Il s’agit d’une édition particulièrement importante puisqu’elle est la continuité de votre effort pour garder votre public toujours fidèle.
Yves : C’est une forme de pérennisation, en fait. Même si c’est une session un peu inédite forcément, mais il y a une continuité en fait.
Martin : On ne voulait pas réitérer le cauchemar qu’on a vécu en 2020, bien que ça a été un succès. Mais ça a été très dur psychologiquement et physiquement. On ne voulait pas réitérer ça, donc on est parti sur une idée de festival en streaming et en fait, il s’est avéré qu’étant le seul festival maintenu en 2020, on a été le seul festival en Normandie à avoir été augmenté en subvention. Alors que la règle d’Hervé Morin, président de la région, c’était qu’aucun festival en 2021 ne serait augmenté. Et en fait, Lucas Blaya qui est chargé de mission culturelle de la région, s’est battu pour dire « écoutez, il y avait un festival qui s’est maintenu debout, ils ont fait un protocole sanitaire exemplaire, on augmente leur subvention ». Et ça a marché et on a eu 3 000 € de plus.
Et la sous-préfète m’a appelé pour me dire de maintenir quelque chose en physique et que ce serait tellement dommage de ne pas faire quelque chose cette année. Donc, pour nous il fallait trouver un compromis. Alors on a pris la décision, au final, de ne rien faire. On dit OK, 2021 n’aura pas lieu, on ne fera pas d’édition, c’est trop tard, on est en juin, on n’arrivera pas à faire quelque chose. Et au final, on a trouvé ce compromis de faire cinq lieux différents, cinq soirées, cent personnes par soir. Et pour maintenir le lien avec le public, c’est hyper important d’avoir le lien.
Après 11 ans de festival, la motivation, c’est de se dire qu’on a été le seul festival en 2020 et qu’au moment où plein d’autres commençaient à se recréer pour 2021, ça aurait été con de ne pas être là. Il fallait maintenir un événement à cinq lieux différents, cinq soirs. C’était important de le faire.
Comment avez-vous travaillé sur la programmation ?

---*---

Consigne 1
Dans l’entretien sur le festival, résumez sous forme de liste le paragraphe qui commence par « Et la sous-préfète m’a appelé » en gardant ses faits principaux.
Consigne 2
Donnez la suite de l’entretien sur le festival, à partir de sa dernière phrase.
Les lignes ci-après forment un matériau distinct de l’entretien sur le festival.

---*---

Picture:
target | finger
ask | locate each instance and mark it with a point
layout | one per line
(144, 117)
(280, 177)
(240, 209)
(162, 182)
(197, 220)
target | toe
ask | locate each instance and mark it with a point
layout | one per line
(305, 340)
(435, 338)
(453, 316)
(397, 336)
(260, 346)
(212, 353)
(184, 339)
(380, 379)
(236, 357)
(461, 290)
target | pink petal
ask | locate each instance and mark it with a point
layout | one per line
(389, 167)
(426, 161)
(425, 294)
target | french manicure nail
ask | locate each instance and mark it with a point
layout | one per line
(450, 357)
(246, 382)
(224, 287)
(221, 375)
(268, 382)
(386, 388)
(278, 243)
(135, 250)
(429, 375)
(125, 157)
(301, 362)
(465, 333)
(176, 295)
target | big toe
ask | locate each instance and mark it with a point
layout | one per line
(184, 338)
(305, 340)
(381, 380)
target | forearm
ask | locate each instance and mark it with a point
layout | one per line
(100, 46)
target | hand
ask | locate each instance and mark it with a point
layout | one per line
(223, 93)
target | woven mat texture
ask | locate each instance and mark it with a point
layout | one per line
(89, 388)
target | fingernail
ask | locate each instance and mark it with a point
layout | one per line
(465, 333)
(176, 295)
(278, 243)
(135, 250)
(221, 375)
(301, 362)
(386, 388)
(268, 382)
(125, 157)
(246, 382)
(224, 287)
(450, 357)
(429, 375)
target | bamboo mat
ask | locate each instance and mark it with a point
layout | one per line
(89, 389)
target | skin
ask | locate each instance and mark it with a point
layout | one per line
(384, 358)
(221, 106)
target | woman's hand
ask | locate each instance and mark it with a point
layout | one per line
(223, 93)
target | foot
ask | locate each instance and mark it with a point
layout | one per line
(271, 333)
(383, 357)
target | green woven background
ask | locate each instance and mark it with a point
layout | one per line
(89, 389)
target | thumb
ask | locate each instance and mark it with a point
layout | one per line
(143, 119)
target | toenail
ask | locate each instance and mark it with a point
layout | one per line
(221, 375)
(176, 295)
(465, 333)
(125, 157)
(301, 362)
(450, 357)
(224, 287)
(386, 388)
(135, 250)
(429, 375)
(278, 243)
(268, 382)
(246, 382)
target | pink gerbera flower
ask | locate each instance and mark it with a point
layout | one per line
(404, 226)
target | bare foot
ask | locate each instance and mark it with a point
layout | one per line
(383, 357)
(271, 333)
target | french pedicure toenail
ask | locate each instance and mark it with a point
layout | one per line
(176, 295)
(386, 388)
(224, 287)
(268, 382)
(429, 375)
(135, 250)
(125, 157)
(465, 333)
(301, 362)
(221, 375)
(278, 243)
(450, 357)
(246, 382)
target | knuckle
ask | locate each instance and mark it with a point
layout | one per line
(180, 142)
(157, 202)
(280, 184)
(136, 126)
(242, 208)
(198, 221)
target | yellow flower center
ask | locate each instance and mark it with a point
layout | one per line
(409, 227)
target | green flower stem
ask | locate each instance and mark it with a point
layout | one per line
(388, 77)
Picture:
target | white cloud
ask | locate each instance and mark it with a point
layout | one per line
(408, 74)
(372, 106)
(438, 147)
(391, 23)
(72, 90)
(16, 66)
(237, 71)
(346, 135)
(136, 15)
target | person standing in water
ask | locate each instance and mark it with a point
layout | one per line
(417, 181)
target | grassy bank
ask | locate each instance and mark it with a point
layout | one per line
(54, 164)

---*---

Réponse finale 1
- La sous-préfète a appelé pour demander de maintenir quelque chose en physique cette année.
- Il fallait trouver un compromis.
- Une première décision a été de ne rien faire : pas d’édition en 2021, car il était trop tard en juin.
- Le compromis retenu au final : cinq lieux différents, cinq soirées, cent personnes par soir.
- Le but était de maintenir le lien avec le public, jugé hyper important.

Réponse finale 2
Martin : Pour la programmation, il fallait adapter forcément au lieu. Tu te retrouves dans des lieux qui sont des ERP, des bars, qui n’ont pas forcément l’habitude d’organiser des concerts. Donc, ce qui est bien, c’est que c’est très bien insonorisé. C’est très beau, c’est une grange qui plus est. Donc Rock In The Barn, ça prend tout son sens. Sur les cinq lieux, c’est le seul vrai lieu qui a vraiment une vraie grange. Donc c’était important de faire un concert dans une vraie grange digne du Moyen Âge. Il fallait vraiment bien adapté aussi en fonction du lieu, parce que c’est une grange qui est très haute, qui a de la résonance. Donc il faut que ça joue doucement. Donc en fait, j’ai adapté la programmation en fonction des lieux. J’ai eu un coup de cœur énorme pour Raoul Vignal, qui vient jouer tout seul à la guitare. Gaëtan Nonchalant avec un batteur chaloupé, qui joue doucement, de la chanson française très pop. En plus, s’il y a beaucoup de gens dans la salle, ça va mater le son. Donc il faut concilier le lieu et l’actualité des groupes.
Yves: C’est ça aussi la spécificité du festival. Avoir l’œil et l’oreille curieuse. Une espèce de prémonition. Même sur des programmations précédentes, il y a toujours des découvertes. C’est bien d’être, une sorte de tremplin aussi.
Martin : toujours est il que sur la prog, il fallait adapter avec le lieu. La Dime, il fallait faire un truc doux, parce que c’est une grange. Le jeudi, là on a fait coup de cœur. On s’est dit, au théâtre, chez nous, chez mes parents, on met Vek, un truc qui bastonne. En bref j’ai mis Vek dans l’endroit où j’aurais moins de comptes à rendre auprès des lieux, parce que c’est chez mes parents. (rire)
Le vendredi, Maison Pascel, je mets Lulu Van Trap et The Sheraf Brothers. Parce que c’est des motards americana à la base, et comme, Guillaume, le gérant de la maison Pacel est lui aussi motard, j’étais sûr que ça lui plairait. Il faut adapter au lieu, il faut adapter au bruit. Et puis, il faut adapter selon les goûts de chacun. Ce qui est le cas de Taxi Kebab à la Guinguette. C’est une des barmen qui m’a fait découvrir ce groupe en me disant ça sera super à Rock In The Barn. Alors puisque on n’a pas pu faire cette édition à la ferme de Bionval, j’ai proposé qu’on de le faire chez eux directement. Ca avait du sens. Surtout que c’est en plein air la Guinguette, ça marche plus. C’est beaucoup une question d’adaptation au lieu, et d’échange.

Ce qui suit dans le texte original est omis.